> [TEXT PASSAGE]:
Data quality
Note: Currently, this page is under construction...
Introduction
Data quality in the social sciences is often discussed under the headings of validity and reliability when talking about concepts, measurement and data. However, few discuss transparency and data quality, and there is no consistent understanding what data quality means in the social sciences. In their famous book "Designing Social Inquiry", King et al. (1994, 24) set out five guidelines for "improving data quality" encompassing
- valid measures,
- reliable data collections,
- replicable analyses,
- a thorough documentation of the data generating process, and
- to "collect data on as many of [a theory’s] observable implications as possible".
Nowadays, much more data is available posing new challenges, though; counterfeit data, typos, and unintended mistakes in the data collection, for example, pose challenges beyond invalid and unreliable measures. The structured documentation of each indicator (including meta data) in WeSISpedia, common coding rules and formatting standards alongside the resources provided in WeSIS, for example, public data sets or community notebooks, directly speak to King et al.'s suggestions. Still, we also opted for a broader concept based on data quality definitions commonly used in information systems design (cf. Pipino et al. 2002). Concise and consistent representation or "free-of-errorness", for example, are taken care of by the validation check performed when uploading data to WeSIS (for more details see the file upload guide).
While such automated checks improve, among others, the compatibility with other social science data collections and thus increase the "I" and "R" in the FAIR concept of research data (cf. Wilkinson et al. 2016) -- namely "interoperability" and "re-usability" -- there are more vague aspects of data quality like believability, reputation or objectivity that go beyond the idea of statistical confidence and uncertainty measures. Seldom adressed, or even made explicit, in social science research, they still are at the core of many scientist common-sensical understanding of "data quality".
Initial discussions in the CRC on implementing a "traffic light system" for rating "data accuracy" highlighted the complexity of designing a scheme that is abstract and intuitive enough to immediately reveal this meta data to external users while at the same time being simple to code and broad enough to cover all, or at least "typical" instances that occured or may occur in the "data generation process".
Further workshops focused on a proposal for rating the quality of data in WeSIS rooted in a "provenance approach" (see e.g., Prat and Madnick 2007 or Buneman et al. 2001) which puts the origin of the data in the spotlight. The proposal entailed rating three dimensions (trustworthiness of a source, reasonableness of data, and confidence in data), each connected to a suggested rating scale. The main outcome of the discussion was that the first two dimensions were quite uncontroversial although the suggested scales needed refinement. However, the discussion also showed that despite a common understanding of the value of such ratings, social science is still marked by a resistance to "judge" the data given the work necessary to define a feasible scale and wordings, and concerns about "devaluing one's own work", or deviations and bias across people and projects.

> [RECORDS SUPPLIED]:
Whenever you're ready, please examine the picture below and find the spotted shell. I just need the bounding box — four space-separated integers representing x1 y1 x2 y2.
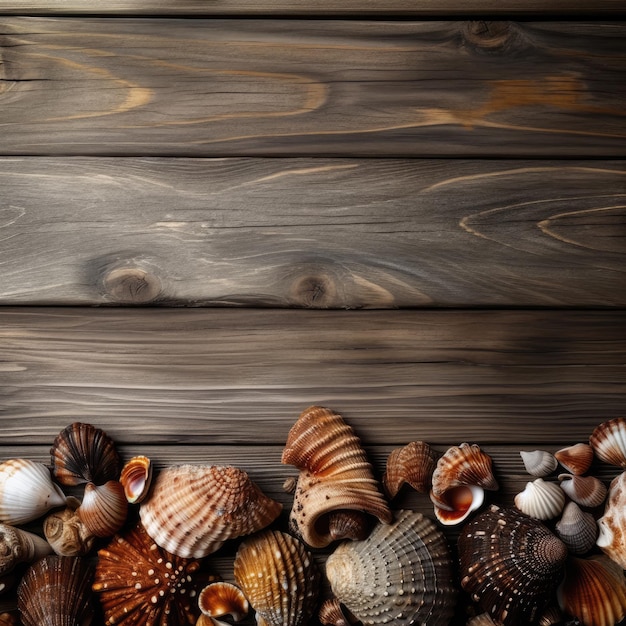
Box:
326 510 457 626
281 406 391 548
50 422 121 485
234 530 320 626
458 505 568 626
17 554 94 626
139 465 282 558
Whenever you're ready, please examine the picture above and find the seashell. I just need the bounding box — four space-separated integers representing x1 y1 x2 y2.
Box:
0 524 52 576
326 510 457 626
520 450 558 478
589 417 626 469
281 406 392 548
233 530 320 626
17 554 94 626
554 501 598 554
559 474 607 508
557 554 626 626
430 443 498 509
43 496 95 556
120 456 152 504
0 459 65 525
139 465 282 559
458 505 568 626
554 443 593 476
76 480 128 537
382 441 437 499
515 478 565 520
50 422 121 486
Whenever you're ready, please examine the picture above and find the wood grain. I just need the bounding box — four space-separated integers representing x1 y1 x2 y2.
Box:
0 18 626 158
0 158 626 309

---

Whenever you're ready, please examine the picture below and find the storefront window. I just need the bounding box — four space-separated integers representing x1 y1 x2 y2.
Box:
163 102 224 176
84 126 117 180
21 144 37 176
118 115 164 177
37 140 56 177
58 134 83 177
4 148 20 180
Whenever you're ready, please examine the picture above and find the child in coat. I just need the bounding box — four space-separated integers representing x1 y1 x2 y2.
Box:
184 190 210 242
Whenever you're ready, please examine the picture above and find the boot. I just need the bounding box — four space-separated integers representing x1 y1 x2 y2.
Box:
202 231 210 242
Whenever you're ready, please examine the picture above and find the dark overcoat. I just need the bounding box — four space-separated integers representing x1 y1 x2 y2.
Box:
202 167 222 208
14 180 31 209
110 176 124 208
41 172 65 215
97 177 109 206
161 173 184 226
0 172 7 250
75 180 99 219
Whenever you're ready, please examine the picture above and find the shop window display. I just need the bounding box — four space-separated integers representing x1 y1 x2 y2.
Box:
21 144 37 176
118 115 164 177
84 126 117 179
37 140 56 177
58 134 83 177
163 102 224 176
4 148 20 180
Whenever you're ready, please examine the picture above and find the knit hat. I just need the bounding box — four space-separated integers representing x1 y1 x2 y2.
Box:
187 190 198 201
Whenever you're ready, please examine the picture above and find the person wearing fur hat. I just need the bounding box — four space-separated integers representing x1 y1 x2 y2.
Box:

==

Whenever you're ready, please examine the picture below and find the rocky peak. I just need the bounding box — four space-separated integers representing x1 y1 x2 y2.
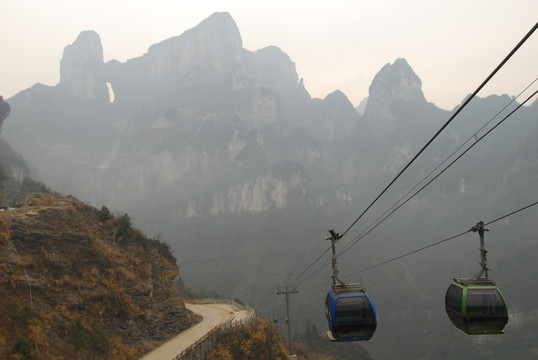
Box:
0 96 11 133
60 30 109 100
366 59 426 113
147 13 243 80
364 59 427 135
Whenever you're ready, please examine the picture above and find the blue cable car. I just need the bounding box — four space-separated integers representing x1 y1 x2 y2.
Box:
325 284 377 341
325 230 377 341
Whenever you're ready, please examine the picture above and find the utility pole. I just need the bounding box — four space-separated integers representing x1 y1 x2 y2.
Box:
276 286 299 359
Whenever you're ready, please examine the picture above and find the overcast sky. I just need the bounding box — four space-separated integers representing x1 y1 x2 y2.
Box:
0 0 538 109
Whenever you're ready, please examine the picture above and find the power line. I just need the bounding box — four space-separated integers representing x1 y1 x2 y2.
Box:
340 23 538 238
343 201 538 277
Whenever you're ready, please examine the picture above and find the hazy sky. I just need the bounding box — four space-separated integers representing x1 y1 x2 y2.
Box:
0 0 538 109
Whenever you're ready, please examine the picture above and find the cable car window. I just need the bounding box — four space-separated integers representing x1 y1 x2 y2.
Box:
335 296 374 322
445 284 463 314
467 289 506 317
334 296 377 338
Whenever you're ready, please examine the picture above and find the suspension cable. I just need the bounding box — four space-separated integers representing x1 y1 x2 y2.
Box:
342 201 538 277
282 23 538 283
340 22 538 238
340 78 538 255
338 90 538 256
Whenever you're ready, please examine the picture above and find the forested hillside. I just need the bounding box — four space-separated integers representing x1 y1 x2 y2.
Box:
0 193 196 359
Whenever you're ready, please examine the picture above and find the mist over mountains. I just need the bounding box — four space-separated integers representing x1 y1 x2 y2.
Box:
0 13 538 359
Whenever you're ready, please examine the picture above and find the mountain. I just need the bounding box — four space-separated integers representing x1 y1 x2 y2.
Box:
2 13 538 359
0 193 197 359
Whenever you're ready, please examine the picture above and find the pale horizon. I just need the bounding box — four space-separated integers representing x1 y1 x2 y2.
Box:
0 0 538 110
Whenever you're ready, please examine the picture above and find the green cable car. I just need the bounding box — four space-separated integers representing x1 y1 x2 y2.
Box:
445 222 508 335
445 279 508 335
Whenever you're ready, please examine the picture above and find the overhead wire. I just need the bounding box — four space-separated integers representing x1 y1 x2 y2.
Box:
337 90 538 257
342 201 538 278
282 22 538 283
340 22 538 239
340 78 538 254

> [TASK DESCRIPTION]: Can you resume the passage on data quality in the social sciences, carrying on after its final sentence?

> [SOLVED EXERCISE]:
Two subsequent workshops underlined the difficulty of balancing the need for implementing a rating scheme vs. prospect of creating an added value vs. (additional) work load required to provide and code the necessary information. Ultimately, an agreement was reached that goes beyond the "typical" social science concepts of validity and reliability entailing (1) to label any indicator on the indicator level whether it was "created" by CRC researchers, and (2) to code notable concerns at the data point/value level.
Dimensions of data quality in WeSIS
Against this background, "data quality" in WeSIS encompasses three main elements:
Automated validation checks
Concise and consistent representation and "free-of-errorness" are taken care of by the validation check performed when uploading data to WeSIS (for more details see the file upload guide). The check not only requires the data providers to comply to the agreed coding rules and file formatting standards but also checks for "common" mistakes like typos, country code--name or value--scale mismatches.
References
- Buneman, Peter, Sanjeev Khanna, and Wang-Chiew Tan. 2001. Why and Where: A Characterization of Data Provenance. University of Pennsylvania, Pennsylvania: Department of Computer & Information Science. Departmental Papers (CIS).
- King, Gary, Robert O. Keohane, and Sidney Verba. 1994. Designing Social Inquiry: Scientific Inference in Qualitative Research. Princeton: Princeton University Press.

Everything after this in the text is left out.